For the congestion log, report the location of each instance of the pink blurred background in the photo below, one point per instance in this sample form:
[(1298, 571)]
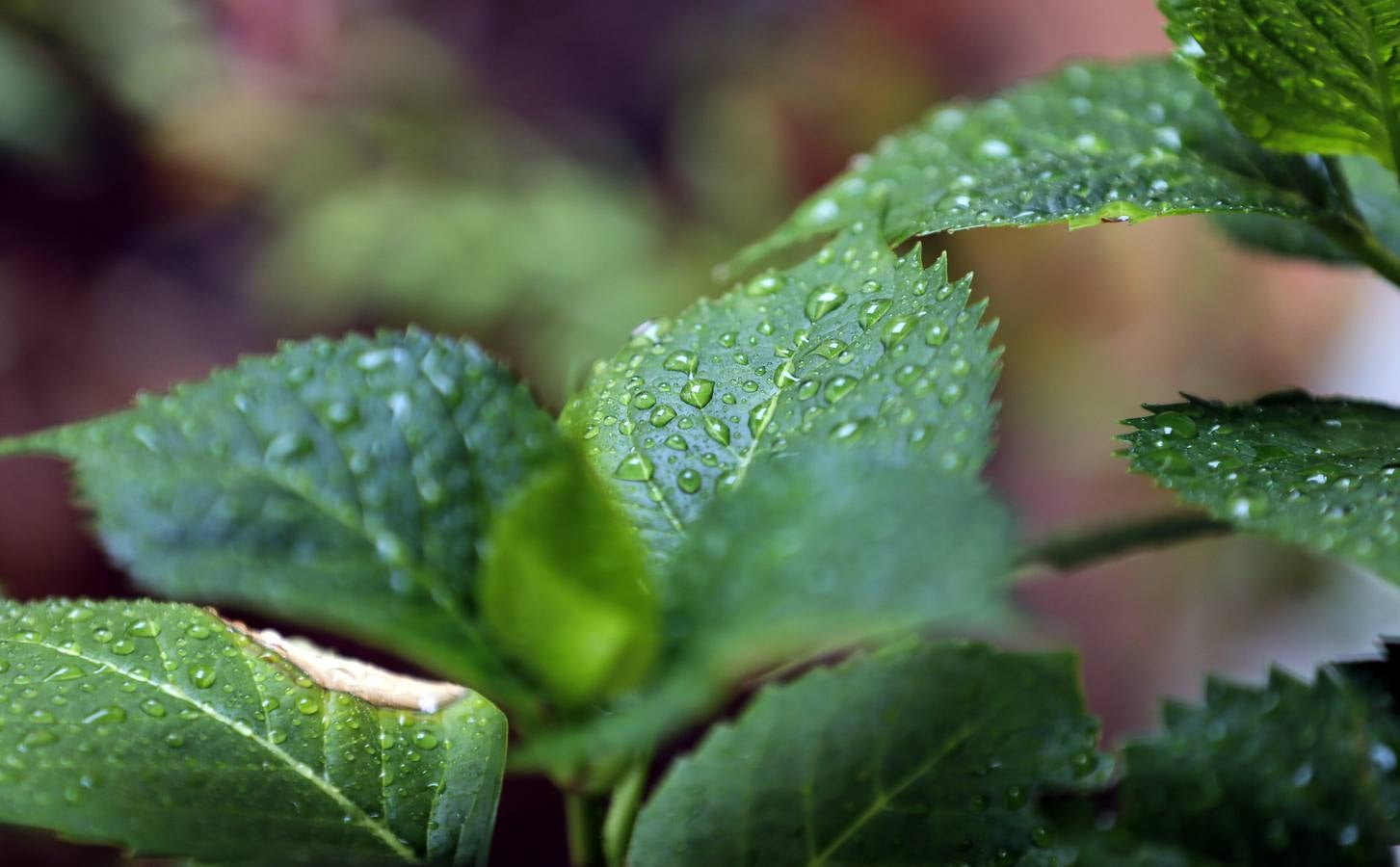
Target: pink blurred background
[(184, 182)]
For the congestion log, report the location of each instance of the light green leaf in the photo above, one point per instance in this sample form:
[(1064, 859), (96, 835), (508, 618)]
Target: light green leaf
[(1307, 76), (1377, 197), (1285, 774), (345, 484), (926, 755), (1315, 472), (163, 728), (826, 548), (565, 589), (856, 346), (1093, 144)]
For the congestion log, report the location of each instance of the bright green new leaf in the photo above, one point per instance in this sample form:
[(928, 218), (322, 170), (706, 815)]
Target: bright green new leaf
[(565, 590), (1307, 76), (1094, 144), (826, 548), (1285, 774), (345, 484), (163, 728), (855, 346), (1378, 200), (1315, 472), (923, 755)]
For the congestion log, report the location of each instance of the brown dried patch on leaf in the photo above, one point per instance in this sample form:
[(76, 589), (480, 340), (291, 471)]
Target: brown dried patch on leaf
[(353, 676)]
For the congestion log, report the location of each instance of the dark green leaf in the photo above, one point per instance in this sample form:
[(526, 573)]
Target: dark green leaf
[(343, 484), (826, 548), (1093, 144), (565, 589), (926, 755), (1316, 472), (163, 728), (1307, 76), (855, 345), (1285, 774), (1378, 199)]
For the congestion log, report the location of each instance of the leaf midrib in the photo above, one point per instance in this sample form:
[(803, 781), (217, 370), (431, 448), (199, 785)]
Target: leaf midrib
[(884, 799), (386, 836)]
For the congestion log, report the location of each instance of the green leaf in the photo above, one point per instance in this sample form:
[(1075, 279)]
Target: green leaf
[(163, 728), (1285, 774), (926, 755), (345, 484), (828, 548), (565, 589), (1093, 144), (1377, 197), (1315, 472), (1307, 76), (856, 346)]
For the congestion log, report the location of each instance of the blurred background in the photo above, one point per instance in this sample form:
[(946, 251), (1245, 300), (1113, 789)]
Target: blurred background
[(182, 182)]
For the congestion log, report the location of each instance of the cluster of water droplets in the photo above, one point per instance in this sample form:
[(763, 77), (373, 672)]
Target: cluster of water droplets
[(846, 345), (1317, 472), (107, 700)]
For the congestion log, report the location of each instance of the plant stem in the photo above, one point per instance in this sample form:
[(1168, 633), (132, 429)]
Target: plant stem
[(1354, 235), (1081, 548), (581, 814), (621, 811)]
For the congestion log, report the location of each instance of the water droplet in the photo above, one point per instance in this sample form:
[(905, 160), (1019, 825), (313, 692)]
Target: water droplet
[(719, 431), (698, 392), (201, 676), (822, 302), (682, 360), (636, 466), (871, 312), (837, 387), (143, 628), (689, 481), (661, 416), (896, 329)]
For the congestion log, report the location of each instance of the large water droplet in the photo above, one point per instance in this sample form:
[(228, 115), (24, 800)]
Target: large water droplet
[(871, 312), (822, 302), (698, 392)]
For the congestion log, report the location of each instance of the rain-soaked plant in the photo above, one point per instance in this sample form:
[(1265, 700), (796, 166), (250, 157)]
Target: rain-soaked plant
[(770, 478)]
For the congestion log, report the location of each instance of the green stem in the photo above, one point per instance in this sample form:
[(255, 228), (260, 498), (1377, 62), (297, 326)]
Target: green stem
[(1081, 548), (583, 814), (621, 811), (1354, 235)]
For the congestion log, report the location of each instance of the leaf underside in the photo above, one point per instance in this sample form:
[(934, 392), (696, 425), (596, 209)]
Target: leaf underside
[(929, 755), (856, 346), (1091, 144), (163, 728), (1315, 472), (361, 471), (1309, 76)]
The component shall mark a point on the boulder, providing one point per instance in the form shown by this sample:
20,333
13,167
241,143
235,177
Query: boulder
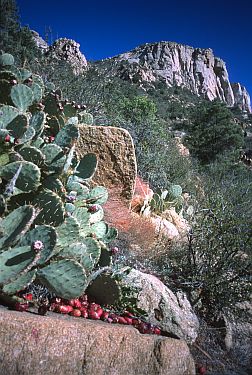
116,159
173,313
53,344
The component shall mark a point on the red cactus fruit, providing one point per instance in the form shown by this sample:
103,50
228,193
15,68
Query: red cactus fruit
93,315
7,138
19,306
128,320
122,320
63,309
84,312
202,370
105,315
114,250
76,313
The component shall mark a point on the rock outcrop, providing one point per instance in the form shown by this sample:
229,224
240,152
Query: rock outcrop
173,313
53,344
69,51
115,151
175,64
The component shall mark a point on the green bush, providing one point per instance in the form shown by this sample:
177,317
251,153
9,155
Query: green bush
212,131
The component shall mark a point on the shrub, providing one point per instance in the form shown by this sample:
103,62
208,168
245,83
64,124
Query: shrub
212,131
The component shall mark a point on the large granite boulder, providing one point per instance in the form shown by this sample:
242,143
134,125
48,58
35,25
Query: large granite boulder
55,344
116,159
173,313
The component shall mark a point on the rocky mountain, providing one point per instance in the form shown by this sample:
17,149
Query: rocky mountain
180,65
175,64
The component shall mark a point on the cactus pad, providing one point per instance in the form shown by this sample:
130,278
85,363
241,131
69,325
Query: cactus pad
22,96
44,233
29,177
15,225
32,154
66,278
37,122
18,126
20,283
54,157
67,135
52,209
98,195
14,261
☆ ☆ ☆ ☆ ☆ ☆ ☆
What is required: Print every entry above again, exactly as written. Leave the images out.

Answer section:
For the congestion log, report the location of each instance of the pink blurred background in the photo below, one point per instance in this sample form:
[(1298, 571)]
Target: pink blurred background
[(184, 182)]
For the congestion log, report the location of each instance of the light green leaf in the photo above, one point per instance in this sample form:
[(1064, 859), (96, 835), (508, 618)]
Target: light green leaf
[(1307, 76), (1377, 197), (1285, 774), (345, 484), (926, 755), (1315, 472), (163, 728), (826, 548), (565, 589), (856, 346), (1093, 144)]
For the congestion log, report the location of each instance of the bright green new leaf in the photo above, one point per instance in this sample form:
[(928, 218), (322, 170), (706, 815)]
Target: bright green new leaf
[(565, 590), (1307, 76), (1094, 144), (826, 548), (1285, 774), (345, 484), (163, 728), (855, 346), (1378, 200), (1315, 472), (923, 755)]
For the congestion log, report the location of each instance of the brown dried patch on leaf in the photo above, one point per instance in this sample form:
[(76, 589), (480, 340), (291, 471)]
Target: brown dried patch on leaf
[(353, 676)]
For the congestion log, report the location of each instance of the dark green leaf in the photo above, one point per instance in this sample form:
[(526, 573)]
Target: dark green leaf
[(343, 484), (826, 548), (1093, 144), (565, 589), (926, 755), (1316, 472), (163, 728), (1307, 76), (855, 345), (1285, 774), (1378, 199)]
For the congestion log, report the location of each instance of the leaf midrib in the photo above, one point per instance in this sample form:
[(803, 781), (217, 370), (431, 448), (199, 785)]
Target: leaf midrib
[(884, 799), (386, 836)]
For the congestion log, report the location of each instance of the green leaf in the photo above, one point per instance in this sample form:
[(1075, 279)]
Target: green leaf
[(163, 728), (1285, 774), (926, 755), (345, 484), (828, 548), (565, 589), (1093, 144), (1377, 197), (1315, 472), (1307, 76), (856, 346)]
For the congestion log, report the location of each instance of the blurred background in the photo above, one point per instance in this sample form:
[(946, 251), (1245, 300), (1113, 789)]
Target: blurred background
[(182, 182)]
For the congestion log, report the location of each instance of the cluster of water droplets in the photo above, one point per instance in this sample form:
[(763, 77), (373, 672)]
Target: cluster of water droplets
[(846, 345), (1317, 472), (107, 700)]
For the congestion log, report the location of each instance of the plant stem in the photo above, one point per instance in this sample form:
[(1168, 633), (132, 429)]
Target: plant stem
[(1354, 235), (1081, 548), (581, 814), (621, 811)]
For the congestion log, report the location of each instance of the water droplet in the photo above, one point per instance in this sample form:
[(905, 160), (1019, 825), (313, 692)]
Target: water droplet
[(719, 431), (698, 392), (201, 676), (822, 302), (682, 360), (636, 466), (871, 312), (837, 387), (143, 628), (689, 481), (661, 416), (896, 329)]
For the congestion log, report the location of each instance of the large water droplet in the photo above, one point per instance in this sample form:
[(228, 115), (24, 800)]
Target: large water droplet
[(871, 312), (822, 302), (698, 392)]
For the congestion log, report the location of each instance of the rain-soaked plant in the photo above, one point per instance in this sample form:
[(1265, 700), (796, 166), (250, 157)]
Target: rain-soaked plant
[(770, 478)]
For the congestion log, report the location of each instance of the green stem in the photo above, one point per instance in this sample form:
[(255, 228), (260, 498), (1377, 62), (297, 326)]
Target: green stem
[(1081, 548), (583, 814), (621, 811), (1354, 235)]
For the congestion log, report the location of each instance of the leaf underside in the photo above, one point per instance in this sample form:
[(934, 392), (696, 425), (596, 209)]
Target: leaf underside
[(929, 755), (856, 346), (1091, 144), (163, 728), (1315, 472), (361, 471), (1309, 76)]
The component shall mark a point on the boulder, providing one point per instance in the form shown by this sample:
20,333
13,167
241,143
235,177
Query: boulder
116,159
173,313
53,344
The component shall mark a point on the red cactus fruit, providing one point per instance in the form shown by this sample:
103,50
228,193
15,68
Query: red cactus fruit
93,315
7,138
19,306
128,320
122,320
63,309
84,312
202,370
105,315
114,250
76,313
The component shall mark a point on the rock outcrop, providing one point per instance in the form shown by this sample:
229,224
240,152
Query: rock outcrop
173,313
53,344
69,51
115,151
175,64
The component shall mark a point on the green bush, providing one point per instance in the form shown by this sample:
177,317
251,153
9,155
Query: green bush
212,131
The component shall mark a point on the shrub, providing one point per instance in the form shown by this sample:
103,62
208,168
245,83
64,124
Query: shrub
212,131
The component shall mark a point on the large granite boulder, providing one point per instance in the form shown by this sample:
242,143
134,125
48,58
35,25
Query: large granite boulder
55,344
116,159
173,313
The component shall mark a point on the rocky mountain, providing one point per instance in the form shown by this sample:
17,149
Query: rocky mountain
180,65
175,64
The component shall mark a point on the cactus pad, providing one point per instance in the form shown by this sample:
130,278
85,363
241,131
69,325
Query: cactus pad
22,96
44,233
29,177
15,225
32,154
66,278
37,122
18,126
20,283
54,157
67,135
52,209
98,195
14,261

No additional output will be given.